Provided information >>
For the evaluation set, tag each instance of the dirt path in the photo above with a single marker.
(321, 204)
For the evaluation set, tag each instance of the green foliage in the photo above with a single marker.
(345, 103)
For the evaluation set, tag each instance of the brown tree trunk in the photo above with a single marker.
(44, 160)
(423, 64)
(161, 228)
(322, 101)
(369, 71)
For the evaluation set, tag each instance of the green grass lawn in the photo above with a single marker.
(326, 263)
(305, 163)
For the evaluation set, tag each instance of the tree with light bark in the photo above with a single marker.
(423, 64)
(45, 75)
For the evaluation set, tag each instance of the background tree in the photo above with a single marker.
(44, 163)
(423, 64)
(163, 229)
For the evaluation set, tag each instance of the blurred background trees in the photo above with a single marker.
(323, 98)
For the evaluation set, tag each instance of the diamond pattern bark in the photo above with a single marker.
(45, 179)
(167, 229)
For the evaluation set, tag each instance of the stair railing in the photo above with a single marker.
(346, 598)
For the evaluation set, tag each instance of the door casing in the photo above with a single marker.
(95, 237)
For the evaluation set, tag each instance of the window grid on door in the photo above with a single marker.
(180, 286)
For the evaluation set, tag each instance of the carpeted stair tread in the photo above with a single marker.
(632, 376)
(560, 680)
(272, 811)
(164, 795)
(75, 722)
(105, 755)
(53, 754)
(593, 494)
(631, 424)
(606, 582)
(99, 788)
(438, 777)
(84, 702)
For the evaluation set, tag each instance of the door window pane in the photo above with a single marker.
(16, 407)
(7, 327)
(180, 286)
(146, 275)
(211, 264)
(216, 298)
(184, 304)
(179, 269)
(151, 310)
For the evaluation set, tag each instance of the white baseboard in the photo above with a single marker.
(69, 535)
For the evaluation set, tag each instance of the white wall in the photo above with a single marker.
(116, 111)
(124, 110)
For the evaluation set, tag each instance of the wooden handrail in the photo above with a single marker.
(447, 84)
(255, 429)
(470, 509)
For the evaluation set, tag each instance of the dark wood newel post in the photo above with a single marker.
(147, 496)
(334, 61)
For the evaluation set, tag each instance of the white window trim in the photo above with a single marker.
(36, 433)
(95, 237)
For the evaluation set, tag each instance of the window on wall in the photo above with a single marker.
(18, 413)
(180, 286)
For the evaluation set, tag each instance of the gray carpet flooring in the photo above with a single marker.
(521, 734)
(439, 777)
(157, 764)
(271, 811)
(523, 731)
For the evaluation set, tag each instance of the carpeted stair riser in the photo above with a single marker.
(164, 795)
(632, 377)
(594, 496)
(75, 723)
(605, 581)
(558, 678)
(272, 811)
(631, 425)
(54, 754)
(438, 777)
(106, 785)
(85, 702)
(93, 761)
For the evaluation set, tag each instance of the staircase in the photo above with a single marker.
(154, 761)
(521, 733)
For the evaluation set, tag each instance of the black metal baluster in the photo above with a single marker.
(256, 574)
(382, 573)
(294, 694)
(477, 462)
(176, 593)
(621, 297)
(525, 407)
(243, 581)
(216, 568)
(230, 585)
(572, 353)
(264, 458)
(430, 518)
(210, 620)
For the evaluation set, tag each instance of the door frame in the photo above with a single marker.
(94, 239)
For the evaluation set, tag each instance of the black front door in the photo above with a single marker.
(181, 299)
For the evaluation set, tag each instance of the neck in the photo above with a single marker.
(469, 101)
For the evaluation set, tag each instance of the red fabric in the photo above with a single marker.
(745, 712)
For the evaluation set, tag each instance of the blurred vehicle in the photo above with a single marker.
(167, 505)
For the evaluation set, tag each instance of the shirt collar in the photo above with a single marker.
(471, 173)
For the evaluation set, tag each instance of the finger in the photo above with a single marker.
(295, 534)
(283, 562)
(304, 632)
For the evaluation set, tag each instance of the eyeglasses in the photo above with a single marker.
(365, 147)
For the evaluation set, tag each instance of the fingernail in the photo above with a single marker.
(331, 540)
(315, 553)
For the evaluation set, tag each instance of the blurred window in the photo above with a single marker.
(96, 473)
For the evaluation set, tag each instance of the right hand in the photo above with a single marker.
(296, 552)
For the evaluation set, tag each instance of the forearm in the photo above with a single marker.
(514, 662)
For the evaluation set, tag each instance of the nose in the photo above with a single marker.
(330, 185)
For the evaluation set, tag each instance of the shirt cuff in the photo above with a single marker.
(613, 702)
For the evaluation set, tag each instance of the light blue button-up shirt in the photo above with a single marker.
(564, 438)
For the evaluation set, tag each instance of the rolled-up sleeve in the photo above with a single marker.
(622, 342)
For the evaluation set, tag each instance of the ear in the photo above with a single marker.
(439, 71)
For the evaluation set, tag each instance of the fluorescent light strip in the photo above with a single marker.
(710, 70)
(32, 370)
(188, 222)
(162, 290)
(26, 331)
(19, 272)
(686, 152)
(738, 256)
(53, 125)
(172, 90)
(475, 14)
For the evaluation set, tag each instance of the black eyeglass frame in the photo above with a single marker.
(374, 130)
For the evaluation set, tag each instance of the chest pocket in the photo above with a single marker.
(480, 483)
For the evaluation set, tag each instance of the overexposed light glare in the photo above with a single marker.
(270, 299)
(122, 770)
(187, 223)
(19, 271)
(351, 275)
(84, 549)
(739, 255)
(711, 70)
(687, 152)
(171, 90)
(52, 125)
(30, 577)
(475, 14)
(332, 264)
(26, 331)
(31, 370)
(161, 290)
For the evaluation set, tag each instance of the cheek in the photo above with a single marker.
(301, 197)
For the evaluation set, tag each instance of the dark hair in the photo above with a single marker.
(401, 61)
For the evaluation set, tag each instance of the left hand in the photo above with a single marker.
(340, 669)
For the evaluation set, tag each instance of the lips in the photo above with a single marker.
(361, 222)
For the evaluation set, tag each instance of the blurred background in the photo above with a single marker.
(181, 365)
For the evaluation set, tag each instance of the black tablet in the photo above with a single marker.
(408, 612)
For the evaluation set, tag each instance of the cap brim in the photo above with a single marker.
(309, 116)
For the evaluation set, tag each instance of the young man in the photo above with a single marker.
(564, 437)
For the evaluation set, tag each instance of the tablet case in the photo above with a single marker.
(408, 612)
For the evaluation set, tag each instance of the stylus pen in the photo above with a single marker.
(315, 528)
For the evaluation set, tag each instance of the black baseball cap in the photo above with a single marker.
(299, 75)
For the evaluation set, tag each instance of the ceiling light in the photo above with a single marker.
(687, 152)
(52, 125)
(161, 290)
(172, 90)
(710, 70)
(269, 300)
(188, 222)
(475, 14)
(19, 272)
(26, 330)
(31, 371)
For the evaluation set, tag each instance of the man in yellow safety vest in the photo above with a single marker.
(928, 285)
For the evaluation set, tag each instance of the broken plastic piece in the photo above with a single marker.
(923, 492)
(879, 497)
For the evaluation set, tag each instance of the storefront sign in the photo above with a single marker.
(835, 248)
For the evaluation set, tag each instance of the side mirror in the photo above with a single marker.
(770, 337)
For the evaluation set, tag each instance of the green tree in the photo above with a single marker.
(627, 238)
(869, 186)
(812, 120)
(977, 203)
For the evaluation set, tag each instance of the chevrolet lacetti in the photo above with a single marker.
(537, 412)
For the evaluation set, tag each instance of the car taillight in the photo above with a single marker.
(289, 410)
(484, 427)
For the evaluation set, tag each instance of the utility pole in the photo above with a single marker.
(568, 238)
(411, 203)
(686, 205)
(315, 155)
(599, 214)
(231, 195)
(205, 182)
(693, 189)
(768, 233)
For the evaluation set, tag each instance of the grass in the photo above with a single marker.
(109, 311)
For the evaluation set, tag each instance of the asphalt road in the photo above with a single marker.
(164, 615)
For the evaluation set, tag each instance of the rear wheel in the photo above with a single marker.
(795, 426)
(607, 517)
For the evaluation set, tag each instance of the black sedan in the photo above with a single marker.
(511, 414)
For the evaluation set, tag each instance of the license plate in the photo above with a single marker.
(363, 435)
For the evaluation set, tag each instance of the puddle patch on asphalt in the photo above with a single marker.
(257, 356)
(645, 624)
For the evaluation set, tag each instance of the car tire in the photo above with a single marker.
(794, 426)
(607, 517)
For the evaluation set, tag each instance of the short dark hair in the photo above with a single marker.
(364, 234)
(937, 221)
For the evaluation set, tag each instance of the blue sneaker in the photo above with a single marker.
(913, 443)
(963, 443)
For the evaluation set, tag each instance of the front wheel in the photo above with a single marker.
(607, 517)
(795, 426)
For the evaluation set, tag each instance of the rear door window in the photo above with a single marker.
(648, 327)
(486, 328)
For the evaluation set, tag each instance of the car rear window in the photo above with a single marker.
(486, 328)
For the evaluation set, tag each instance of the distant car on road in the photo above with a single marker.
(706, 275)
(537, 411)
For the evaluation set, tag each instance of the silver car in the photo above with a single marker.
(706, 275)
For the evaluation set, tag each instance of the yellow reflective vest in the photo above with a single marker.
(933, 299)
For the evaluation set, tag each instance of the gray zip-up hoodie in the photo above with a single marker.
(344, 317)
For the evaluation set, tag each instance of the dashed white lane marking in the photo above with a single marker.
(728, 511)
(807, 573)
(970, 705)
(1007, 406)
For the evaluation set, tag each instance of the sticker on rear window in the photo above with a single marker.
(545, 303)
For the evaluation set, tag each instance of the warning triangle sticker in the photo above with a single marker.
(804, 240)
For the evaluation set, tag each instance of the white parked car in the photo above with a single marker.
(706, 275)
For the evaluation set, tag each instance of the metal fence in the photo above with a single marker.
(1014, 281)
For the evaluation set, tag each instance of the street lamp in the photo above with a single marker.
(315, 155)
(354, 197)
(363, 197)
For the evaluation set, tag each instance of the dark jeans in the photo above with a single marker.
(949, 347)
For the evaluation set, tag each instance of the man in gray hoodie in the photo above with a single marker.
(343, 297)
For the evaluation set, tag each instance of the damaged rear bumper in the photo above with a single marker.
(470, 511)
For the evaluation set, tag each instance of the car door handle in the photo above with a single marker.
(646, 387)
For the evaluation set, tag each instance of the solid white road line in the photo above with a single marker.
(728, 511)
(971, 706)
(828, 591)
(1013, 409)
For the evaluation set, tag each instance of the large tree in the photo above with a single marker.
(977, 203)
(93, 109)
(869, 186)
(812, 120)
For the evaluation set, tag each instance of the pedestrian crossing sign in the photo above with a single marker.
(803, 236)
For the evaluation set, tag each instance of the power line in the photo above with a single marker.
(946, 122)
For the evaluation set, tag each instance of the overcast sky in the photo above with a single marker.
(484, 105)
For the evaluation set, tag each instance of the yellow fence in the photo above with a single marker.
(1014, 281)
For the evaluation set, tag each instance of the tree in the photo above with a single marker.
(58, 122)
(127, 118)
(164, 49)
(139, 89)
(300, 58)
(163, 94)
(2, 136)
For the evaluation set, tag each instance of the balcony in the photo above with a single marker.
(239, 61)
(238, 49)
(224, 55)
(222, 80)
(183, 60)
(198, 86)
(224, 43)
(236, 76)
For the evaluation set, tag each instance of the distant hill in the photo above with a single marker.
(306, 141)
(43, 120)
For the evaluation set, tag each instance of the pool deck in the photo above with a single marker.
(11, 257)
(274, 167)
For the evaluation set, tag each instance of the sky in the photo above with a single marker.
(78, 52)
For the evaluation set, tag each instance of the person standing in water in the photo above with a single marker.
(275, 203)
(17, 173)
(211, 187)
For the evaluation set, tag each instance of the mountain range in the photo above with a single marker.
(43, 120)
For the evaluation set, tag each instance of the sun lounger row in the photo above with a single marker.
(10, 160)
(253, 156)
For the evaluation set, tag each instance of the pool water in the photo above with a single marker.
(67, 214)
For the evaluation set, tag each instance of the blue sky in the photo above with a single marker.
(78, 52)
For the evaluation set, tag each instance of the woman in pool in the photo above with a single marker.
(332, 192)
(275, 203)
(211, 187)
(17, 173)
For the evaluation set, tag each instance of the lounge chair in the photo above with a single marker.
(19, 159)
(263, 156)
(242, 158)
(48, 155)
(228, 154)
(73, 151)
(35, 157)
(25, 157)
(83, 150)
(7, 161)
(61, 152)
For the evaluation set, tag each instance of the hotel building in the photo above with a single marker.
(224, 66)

Instructions for the task >> From the line holding "For the evaluation set, tag each instance of the sky" through the last line above, reproduce each line exactly and add nothing.

Response to this task >>
For the evaluation set, tag each instance of the sky in the photo above with a single marker.
(78, 52)
For the evaluation set, tag each instance of the person standing in water in the photo above with a single marker.
(275, 203)
(17, 173)
(211, 187)
For the evaluation set, tag each instance of the mountain range in the photo above with a single marker.
(43, 120)
For the evaluation set, tag each instance of the sun lounger row in the photo above with a single marker.
(10, 160)
(253, 156)
For the evaluation set, tag each instance of the pool water in the photo above with a single marker.
(67, 214)
For the evaluation set, tag each instance of the blue sky in the photo above with a single marker.
(78, 52)
For the evaluation set, tag each instance of the woman in pool in the photo above with a single marker.
(332, 192)
(275, 203)
(211, 187)
(17, 173)
For the evaluation set, tag each instance of the lounge chair in the photo above with a single marker.
(19, 159)
(263, 156)
(242, 158)
(48, 155)
(228, 154)
(73, 151)
(35, 157)
(25, 157)
(83, 150)
(7, 161)
(61, 152)
For the evaluation set, tag each instance of the hotel building in the photo above with a single marker.
(224, 66)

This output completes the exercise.